** Opening TEXT EXCERPT block **
After another year of funding, IDS is pleased with the results of the Sodhana Charitable Trust nutritional supplementation program in Andhra Pradesh. This program, which provides two eggs per week per child as a supplement to the children’s midday meal at Sodhana’s 24 preschools, has been funded by IDS since 2013.
The children’s height and weight are measured quarterly. Before the intervention, most of them measured, on average, between one and three standard deviations away from the Body Mass Index (BMI) norm, indicating inadequate nourishment per the World Health Organization index.
After two years of intervention, however, we have found that in the majority of the hamlets, preschoolers are now only one standard deviation away from the BMI norm. In some hamlets, measurements actually exceeded the norm.
–2015 IDS annual report
Sodhana Charitable Trust runs preschools for disadvantaged children from 3 to 5 years of age. Children from rural communities would not customarily have an opportunity to attend preschool, but with assistance from the local community, Sodhana built and maintains 24 preschools throughout the districts of Vizianagaram and Srikakulam. The long-term goal for developing schools is to help children from illiterate families gain confidence and to help provide a strong educational foundation before primary school.
** Closing TEXT EXCERPT block **
** Opening PROVIDED RECORDS block **
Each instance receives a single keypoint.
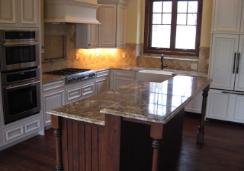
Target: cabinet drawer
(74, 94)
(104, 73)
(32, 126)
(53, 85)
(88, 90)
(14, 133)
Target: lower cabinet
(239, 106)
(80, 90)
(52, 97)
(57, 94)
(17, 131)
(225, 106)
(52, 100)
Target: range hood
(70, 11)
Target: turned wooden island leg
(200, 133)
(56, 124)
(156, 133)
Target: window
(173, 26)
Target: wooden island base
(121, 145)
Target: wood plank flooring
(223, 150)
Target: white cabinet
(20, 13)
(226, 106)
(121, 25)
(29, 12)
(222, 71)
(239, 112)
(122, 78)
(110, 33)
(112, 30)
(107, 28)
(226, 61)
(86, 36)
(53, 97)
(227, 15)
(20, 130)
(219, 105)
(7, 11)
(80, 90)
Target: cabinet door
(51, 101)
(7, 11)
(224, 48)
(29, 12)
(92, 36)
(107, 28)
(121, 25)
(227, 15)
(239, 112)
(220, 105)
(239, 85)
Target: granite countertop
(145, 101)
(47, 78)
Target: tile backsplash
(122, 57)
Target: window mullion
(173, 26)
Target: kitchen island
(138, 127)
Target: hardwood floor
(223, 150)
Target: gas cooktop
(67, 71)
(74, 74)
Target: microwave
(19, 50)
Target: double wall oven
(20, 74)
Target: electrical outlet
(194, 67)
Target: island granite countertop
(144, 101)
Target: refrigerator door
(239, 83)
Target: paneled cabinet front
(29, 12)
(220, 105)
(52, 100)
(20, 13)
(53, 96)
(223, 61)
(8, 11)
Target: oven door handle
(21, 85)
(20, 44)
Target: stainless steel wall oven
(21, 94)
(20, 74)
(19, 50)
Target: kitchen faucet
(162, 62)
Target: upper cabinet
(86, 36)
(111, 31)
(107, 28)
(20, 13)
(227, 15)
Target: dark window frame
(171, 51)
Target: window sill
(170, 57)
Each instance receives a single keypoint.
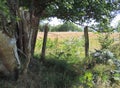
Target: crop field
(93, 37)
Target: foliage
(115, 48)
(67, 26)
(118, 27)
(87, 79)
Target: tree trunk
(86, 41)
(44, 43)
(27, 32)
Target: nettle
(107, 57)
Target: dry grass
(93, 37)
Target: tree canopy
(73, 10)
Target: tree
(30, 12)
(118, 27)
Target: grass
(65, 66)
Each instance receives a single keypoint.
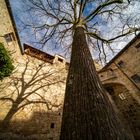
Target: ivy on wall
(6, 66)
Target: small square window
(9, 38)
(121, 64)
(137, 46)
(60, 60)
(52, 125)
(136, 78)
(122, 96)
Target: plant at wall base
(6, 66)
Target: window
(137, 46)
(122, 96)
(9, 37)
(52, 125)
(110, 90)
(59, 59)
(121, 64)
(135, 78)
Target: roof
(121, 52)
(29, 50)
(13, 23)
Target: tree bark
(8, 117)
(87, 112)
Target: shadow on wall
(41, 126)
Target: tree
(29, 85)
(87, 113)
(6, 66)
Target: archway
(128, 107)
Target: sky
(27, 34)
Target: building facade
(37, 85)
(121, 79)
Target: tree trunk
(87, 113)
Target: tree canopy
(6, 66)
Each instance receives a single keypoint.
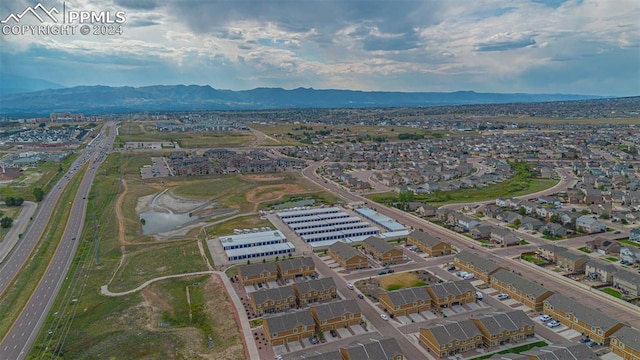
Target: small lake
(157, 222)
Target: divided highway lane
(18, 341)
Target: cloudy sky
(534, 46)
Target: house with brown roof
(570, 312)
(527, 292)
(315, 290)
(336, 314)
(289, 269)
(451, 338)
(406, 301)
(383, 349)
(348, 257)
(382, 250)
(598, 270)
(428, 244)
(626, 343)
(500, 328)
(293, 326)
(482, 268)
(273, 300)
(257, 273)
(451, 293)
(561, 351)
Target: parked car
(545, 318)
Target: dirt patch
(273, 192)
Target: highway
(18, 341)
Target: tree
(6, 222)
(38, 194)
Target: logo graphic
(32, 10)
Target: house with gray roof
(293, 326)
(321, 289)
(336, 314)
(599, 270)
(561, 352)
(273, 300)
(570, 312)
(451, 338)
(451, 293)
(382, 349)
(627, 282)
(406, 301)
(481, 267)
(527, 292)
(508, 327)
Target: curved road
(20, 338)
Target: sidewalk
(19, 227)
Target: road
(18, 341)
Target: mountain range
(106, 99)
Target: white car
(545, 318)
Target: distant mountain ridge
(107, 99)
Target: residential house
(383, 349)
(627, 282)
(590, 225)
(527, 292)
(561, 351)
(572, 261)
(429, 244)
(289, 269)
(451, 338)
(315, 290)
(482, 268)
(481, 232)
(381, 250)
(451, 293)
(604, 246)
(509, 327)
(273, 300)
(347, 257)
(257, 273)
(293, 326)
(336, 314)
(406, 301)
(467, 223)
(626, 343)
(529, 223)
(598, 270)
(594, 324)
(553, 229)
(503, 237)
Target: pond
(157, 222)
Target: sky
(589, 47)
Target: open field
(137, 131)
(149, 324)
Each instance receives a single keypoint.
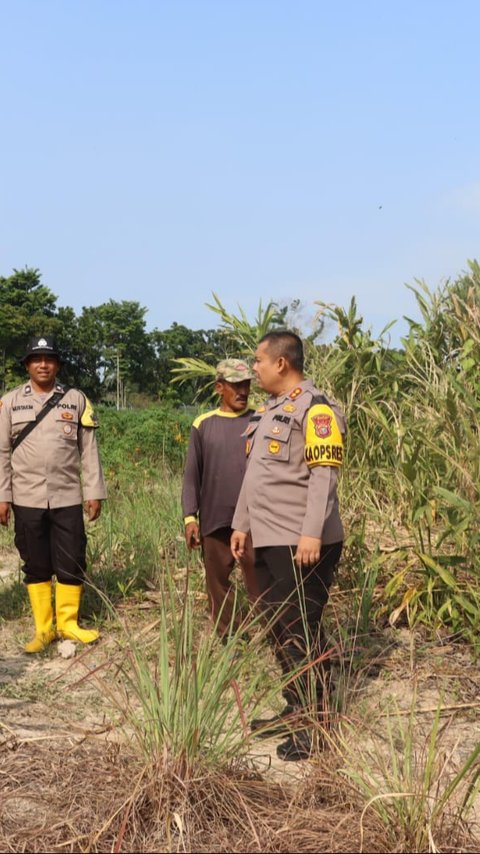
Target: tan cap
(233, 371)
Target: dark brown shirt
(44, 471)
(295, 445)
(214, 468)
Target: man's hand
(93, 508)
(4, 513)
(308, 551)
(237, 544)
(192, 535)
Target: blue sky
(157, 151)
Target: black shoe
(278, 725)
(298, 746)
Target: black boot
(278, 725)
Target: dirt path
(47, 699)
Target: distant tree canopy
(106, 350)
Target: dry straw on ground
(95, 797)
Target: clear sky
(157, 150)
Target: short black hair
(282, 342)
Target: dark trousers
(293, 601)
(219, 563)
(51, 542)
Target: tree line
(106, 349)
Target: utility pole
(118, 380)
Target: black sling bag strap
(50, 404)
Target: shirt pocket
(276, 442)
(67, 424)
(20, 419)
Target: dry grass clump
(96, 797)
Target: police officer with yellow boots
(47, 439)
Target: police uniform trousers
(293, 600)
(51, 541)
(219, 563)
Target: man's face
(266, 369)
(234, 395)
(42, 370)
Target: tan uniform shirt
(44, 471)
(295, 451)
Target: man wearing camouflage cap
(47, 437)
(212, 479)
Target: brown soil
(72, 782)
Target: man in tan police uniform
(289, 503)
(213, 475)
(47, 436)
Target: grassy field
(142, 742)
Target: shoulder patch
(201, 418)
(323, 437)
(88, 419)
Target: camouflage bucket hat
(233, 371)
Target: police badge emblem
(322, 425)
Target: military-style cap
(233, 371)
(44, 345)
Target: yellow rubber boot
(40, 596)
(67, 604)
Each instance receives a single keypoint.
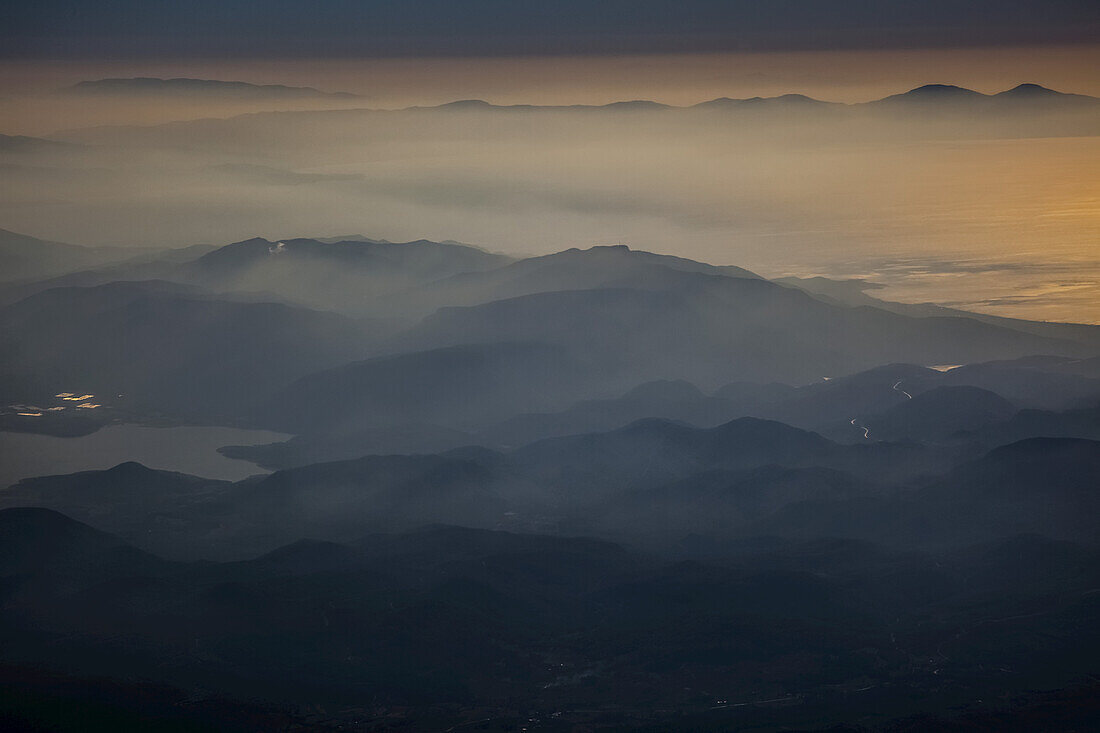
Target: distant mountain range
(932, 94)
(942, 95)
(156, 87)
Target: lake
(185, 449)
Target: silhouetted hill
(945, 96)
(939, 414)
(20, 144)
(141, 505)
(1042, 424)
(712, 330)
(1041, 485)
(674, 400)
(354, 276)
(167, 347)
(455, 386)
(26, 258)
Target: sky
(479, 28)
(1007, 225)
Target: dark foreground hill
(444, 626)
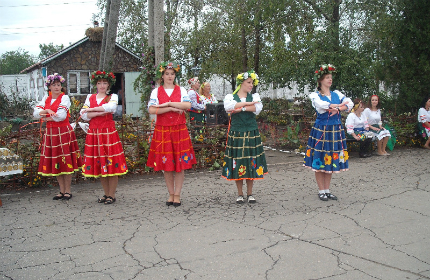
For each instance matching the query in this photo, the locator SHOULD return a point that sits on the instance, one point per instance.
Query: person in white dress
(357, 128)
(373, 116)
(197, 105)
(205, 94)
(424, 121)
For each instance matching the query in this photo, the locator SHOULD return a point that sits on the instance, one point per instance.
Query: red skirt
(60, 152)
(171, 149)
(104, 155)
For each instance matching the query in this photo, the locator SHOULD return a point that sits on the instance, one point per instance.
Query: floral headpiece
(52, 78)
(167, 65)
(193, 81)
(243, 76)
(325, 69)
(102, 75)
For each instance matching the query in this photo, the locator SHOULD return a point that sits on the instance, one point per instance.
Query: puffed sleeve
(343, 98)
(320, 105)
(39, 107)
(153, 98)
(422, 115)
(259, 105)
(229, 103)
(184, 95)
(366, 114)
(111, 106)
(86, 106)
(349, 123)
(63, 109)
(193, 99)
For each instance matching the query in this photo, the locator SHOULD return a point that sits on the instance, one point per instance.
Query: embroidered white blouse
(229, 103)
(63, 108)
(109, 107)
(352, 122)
** Closing PROVIDED RECORDS block **
** Opening PROVIDED RECORDS block **
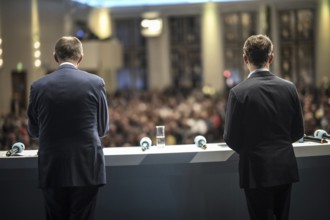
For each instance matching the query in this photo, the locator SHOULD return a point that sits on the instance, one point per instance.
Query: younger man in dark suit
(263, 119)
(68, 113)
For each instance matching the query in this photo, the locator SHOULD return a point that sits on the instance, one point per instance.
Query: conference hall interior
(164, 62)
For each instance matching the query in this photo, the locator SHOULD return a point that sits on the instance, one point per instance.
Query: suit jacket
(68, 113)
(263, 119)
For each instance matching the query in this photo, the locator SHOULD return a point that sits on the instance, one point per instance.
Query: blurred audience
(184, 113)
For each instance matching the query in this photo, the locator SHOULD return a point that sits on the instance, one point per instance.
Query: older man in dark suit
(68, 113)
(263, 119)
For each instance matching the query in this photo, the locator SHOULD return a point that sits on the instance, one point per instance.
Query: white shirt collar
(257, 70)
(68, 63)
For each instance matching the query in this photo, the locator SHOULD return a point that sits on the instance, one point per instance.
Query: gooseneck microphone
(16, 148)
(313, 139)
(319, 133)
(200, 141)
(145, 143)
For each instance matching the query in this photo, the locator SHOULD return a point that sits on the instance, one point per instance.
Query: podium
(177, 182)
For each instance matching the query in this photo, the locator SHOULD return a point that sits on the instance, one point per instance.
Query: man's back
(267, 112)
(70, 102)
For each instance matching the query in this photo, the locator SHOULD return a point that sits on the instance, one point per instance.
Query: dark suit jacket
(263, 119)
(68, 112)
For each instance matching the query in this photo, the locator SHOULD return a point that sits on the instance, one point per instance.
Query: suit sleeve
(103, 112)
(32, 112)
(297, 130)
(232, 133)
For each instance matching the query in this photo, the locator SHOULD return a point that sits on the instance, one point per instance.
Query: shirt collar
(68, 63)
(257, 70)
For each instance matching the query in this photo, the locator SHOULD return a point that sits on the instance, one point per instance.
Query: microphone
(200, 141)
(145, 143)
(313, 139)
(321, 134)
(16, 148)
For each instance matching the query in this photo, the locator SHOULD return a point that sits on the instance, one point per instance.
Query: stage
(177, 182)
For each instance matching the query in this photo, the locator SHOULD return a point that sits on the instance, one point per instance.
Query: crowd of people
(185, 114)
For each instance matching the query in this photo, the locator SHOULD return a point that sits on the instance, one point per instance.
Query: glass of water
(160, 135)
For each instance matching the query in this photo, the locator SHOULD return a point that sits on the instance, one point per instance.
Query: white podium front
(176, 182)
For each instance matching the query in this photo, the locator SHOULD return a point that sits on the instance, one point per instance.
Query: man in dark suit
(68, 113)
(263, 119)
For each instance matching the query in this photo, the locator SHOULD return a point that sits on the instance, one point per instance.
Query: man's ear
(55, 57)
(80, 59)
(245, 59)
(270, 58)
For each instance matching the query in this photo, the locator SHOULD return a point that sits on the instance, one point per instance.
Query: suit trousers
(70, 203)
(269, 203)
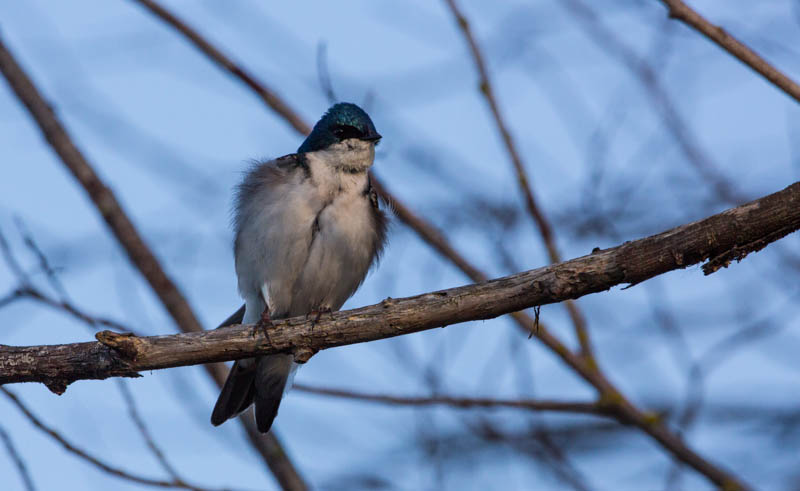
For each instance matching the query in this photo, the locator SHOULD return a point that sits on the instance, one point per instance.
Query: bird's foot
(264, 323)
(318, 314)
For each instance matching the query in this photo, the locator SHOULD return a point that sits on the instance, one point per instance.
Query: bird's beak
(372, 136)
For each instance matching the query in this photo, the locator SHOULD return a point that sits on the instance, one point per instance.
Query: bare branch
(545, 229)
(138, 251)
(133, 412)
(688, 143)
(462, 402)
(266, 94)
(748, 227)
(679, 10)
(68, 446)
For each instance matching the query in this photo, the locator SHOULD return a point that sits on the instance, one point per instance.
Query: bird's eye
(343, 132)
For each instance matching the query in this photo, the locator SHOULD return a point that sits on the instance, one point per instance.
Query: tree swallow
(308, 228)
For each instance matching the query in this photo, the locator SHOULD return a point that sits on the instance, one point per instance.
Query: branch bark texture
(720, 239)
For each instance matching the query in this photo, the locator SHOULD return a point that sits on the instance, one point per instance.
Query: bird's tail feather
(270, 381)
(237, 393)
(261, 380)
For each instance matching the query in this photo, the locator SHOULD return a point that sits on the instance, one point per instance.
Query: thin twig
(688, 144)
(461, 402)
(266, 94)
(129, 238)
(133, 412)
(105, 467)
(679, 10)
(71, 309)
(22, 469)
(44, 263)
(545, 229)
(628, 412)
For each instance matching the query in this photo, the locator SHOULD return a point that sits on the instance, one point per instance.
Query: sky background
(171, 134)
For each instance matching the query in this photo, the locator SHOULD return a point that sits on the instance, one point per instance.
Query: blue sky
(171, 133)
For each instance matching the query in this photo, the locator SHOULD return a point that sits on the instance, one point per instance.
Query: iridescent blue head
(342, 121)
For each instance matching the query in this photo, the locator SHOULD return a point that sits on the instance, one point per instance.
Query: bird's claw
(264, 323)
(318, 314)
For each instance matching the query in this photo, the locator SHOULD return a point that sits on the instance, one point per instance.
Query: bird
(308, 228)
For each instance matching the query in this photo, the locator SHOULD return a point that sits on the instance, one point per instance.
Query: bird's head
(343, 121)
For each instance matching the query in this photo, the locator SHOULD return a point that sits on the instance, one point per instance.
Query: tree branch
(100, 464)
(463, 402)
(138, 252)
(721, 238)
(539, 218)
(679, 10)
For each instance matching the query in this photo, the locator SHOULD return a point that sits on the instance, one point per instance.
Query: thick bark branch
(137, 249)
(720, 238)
** Closing PROVIDED RECORDS block **
REQUIRED TASKS ->
(1) Take the passage on the Sodhana egg supplementation program from "After another year" up to and including "IDS since 2013.", and rename "midday meal" as "lunch" throughout it.
(2) Shorten the paragraph of the Sodhana program text that opens with "Sodhana Charitable Trust runs preschools", keeping its main facts.
(3) Proceed with the text on the Sodhana nutrition program, picking up after its last sentence.

PER-TASK OUTPUTS ->
(1)
After another year of funding, IDS is pleased with the results of the Sodhana Charitable Trust nutritional supplementation program in Andhra Pradesh. This program, which provides two eggs per week per child as a supplement to the children’s lunch at Sodhana’s 24 preschools, has been funded by IDS since 2013.

(2) Sodhana Charitable Trust runs 24 preschools for disadvantaged children aged 3 to 5 in the districts of Vizianagaram and Srikakulam. Such rural children would not usually get to attend preschool. The trust built and maintains the schools with help from the local community. It aims to build the confidence of children from illiterate families and give them a strong educational foundation before primary school.

(3)
IDS began funding the nutrition supplementation program in partnership with Sodhana in 2013. Over the past two years, Sodhana has proven that the addition of two eggs per week to each child’s diet has moved the preschool children at Sodhana’s 24 schools throughout the town of Cheepurupalli in Andhra Pradesh closer to the statistically acceptable World Health Organization standards of height and body weight for children.
In its network of 24 preschools and 18 primary schools throughout Cheepurupalli, Sodhana has created an innovative model that says “no” to homework, textbooks, and blackboards; rather, the curriculum adapts traditional folk songs and other interactive games and infuses them with learning. Their model is extremely effective; the preschool children are able to read and write the alphabet and numbers in two languages, Telugu and English, and recognize colors and even famous historical Indian political figures! Additionally, the Sodhana teachers often make visits to children’s homes to assess their nutrition outside the classroom as well as to emphasize the importance of the parents’ role in their children’s education.
Sodhana believes that parental involvement is essential in fostering children’s development and ensuring that learning continues outside the classroom. This model has proven to be very beneficial for these children, who would otherwise not have the opportunity to attend preschool. The Sodhana preschools provide children with a strong foundation to continue their learning in government schools at age six. IDS’s partnership with Sodhana not only supports their preschool education model, but it does so at a low cost of $7.75 per child per year, greatly impacting the development of these children in their formative years.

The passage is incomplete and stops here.